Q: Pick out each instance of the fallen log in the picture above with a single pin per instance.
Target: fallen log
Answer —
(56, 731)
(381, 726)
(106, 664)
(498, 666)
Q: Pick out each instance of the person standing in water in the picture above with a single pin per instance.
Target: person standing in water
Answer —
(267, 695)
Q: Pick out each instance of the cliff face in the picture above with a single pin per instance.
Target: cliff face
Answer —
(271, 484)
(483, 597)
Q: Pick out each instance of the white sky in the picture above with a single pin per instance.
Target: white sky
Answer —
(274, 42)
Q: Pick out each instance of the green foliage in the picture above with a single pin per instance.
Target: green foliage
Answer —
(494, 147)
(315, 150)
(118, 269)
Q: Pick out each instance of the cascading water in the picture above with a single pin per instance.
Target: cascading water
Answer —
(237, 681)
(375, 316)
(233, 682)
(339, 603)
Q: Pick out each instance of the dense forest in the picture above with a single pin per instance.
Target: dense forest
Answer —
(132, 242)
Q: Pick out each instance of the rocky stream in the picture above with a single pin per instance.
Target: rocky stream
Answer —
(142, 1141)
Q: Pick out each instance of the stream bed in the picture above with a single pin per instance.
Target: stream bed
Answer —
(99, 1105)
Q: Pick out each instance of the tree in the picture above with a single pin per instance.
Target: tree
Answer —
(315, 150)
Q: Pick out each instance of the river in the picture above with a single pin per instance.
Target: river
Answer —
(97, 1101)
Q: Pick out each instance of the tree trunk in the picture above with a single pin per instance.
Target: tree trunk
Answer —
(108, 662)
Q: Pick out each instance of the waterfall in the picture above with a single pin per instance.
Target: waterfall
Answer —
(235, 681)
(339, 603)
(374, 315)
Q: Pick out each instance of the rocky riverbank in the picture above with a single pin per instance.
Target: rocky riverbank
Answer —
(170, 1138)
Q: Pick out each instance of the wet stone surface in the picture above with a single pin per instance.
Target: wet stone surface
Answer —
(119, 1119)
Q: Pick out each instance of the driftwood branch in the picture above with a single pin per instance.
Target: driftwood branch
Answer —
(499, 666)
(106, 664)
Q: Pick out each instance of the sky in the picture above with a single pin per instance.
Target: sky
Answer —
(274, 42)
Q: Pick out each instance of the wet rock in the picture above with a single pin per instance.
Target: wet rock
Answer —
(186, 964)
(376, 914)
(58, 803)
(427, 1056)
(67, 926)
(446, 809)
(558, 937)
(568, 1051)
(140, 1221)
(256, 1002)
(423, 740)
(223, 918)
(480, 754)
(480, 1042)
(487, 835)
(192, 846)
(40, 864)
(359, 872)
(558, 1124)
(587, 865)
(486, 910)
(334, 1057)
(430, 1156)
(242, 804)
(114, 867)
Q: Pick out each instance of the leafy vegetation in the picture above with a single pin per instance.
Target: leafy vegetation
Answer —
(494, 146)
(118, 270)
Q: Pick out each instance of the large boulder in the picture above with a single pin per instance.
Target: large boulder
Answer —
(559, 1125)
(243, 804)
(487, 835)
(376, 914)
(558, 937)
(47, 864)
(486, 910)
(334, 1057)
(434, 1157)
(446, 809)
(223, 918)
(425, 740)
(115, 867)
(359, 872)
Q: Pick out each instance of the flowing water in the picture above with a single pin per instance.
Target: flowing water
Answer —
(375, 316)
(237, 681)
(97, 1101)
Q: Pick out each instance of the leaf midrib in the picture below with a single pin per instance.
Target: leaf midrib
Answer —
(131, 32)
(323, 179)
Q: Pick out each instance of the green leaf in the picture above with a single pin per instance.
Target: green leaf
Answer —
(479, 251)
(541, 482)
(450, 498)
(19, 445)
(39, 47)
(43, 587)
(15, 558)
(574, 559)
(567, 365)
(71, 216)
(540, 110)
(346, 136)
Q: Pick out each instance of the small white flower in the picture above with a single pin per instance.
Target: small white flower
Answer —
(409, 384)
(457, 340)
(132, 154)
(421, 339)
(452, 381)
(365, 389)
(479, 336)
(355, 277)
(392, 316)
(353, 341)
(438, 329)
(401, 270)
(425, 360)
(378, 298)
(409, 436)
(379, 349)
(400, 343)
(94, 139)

THE PROBLEM: Copy out all of the entries above, reproducing every line character for character.

ANSWER FOR THE TASK:
Q: Pick out each instance of the fallen log in the picture above with a single pin per instance.
Target: fallen log
Answer —
(56, 731)
(381, 726)
(106, 664)
(498, 666)
Q: Pick out each instance of the person standing in water in the picture above with a single pin per instance.
Target: person standing in water
Answer —
(267, 695)
Q: Pick out each instance of the cliff face in the picture above with a single pin per instance.
Target: cliff face
Answer —
(271, 484)
(483, 597)
Q: Pick out each instance of the white sky in the picture above with a single pin per instance.
Target: white sky
Answer —
(274, 42)
Q: Pick out each instance of the green foliage in the picture above with a single pin per instance.
Target: green foliage
Answer —
(494, 147)
(315, 150)
(118, 269)
Q: Pick out each instance of the cascading water in the picture above with a single pin per instance.
Target: cascading water
Answer —
(237, 681)
(375, 316)
(233, 682)
(339, 603)
Q: Pick out each instance of the dense forest in the picture above with a single pin per instance.
Target: dense forest
Answer —
(132, 242)
Q: Pick out each instance of the rocky stream in the picture above with a single pin per instance.
Target: rocky stream
Answer —
(142, 1141)
Q: Pick out each instance of the stream bed in the picture above with a single pin per instance.
Target: stream bed
Answer —
(99, 1105)
Q: Pick out each instance of the tree in the picture above with a single pin per instance.
Target: tree
Answer —
(315, 150)
Q: Pick out each instance of the river in the picture above with a single pin per instance.
Target: river
Answer —
(97, 1101)
Q: Pick out each instance of the tree trunk in the picture above with a single pin per instance.
Target: tree trunk
Answer —
(108, 662)
Q: Pick out each instance of the waterfall in the picture above with a single pin per instance.
Target: waterfall
Answer —
(235, 681)
(339, 603)
(374, 315)
Q: Pick out each instance of the rocky riverbank in the picture above with a single pin per instance.
Target: rocky riverbank
Answer —
(170, 1138)
Q: Pick out each instance of the wet stone surface in the picture above with a single pin per instance.
Target: wet stone surface
Answer —
(119, 1119)
Q: Pick out each instance of the driftwood branch in the picture above with a single pin per instance.
Target: driftwood branch
Answer —
(499, 666)
(106, 664)
Q: Pick out each instance of the sky in the picture above with a single pin per instance.
Target: sky
Answer —
(274, 42)
Q: Pick out each instance of the wet rock in the picture above with a single pin per instance.
Target: wet rock
Answer —
(186, 964)
(376, 914)
(58, 803)
(427, 1056)
(67, 926)
(446, 809)
(558, 937)
(568, 1051)
(140, 1221)
(256, 1002)
(423, 740)
(223, 918)
(480, 754)
(480, 1042)
(487, 835)
(192, 846)
(40, 864)
(359, 872)
(558, 1124)
(587, 865)
(486, 910)
(334, 1057)
(430, 1156)
(242, 804)
(114, 867)
Q: Pick out each instance of the leafy vegetation in the picture above with a single pin per instance.
Target: leafy vegetation
Answer —
(494, 146)
(118, 270)
Q: Pick out each instance of the large boulder in the picture above with a single pin per instance.
Target: large boulder
Answer —
(559, 1125)
(243, 804)
(487, 835)
(376, 914)
(558, 937)
(47, 864)
(486, 910)
(334, 1057)
(434, 1157)
(446, 809)
(223, 918)
(425, 740)
(115, 867)
(359, 872)
Q: Pick out each instance of the flowing water in the picture above with a single pin per instance.
Target: flowing water
Answer —
(375, 316)
(237, 681)
(97, 1101)
Q: Pick out each instance of the leaf midrib in the picture below with a single pin per instance.
Target: leaf midrib
Answer —
(131, 32)
(323, 179)
Q: Pick out each instance of the green leaf in the picture above with a single pin per instance.
Target: green leaf
Answer —
(479, 251)
(541, 482)
(450, 498)
(19, 445)
(39, 47)
(43, 587)
(15, 558)
(574, 559)
(567, 365)
(71, 216)
(540, 110)
(346, 136)
Q: Pick out each instance of the small white flower in the picture above with a single pin per instance.
Target: small white flower
Answer —
(409, 384)
(457, 340)
(132, 154)
(421, 339)
(452, 381)
(365, 389)
(479, 336)
(355, 277)
(392, 316)
(353, 341)
(438, 329)
(401, 270)
(425, 360)
(378, 298)
(409, 436)
(379, 349)
(400, 343)
(94, 139)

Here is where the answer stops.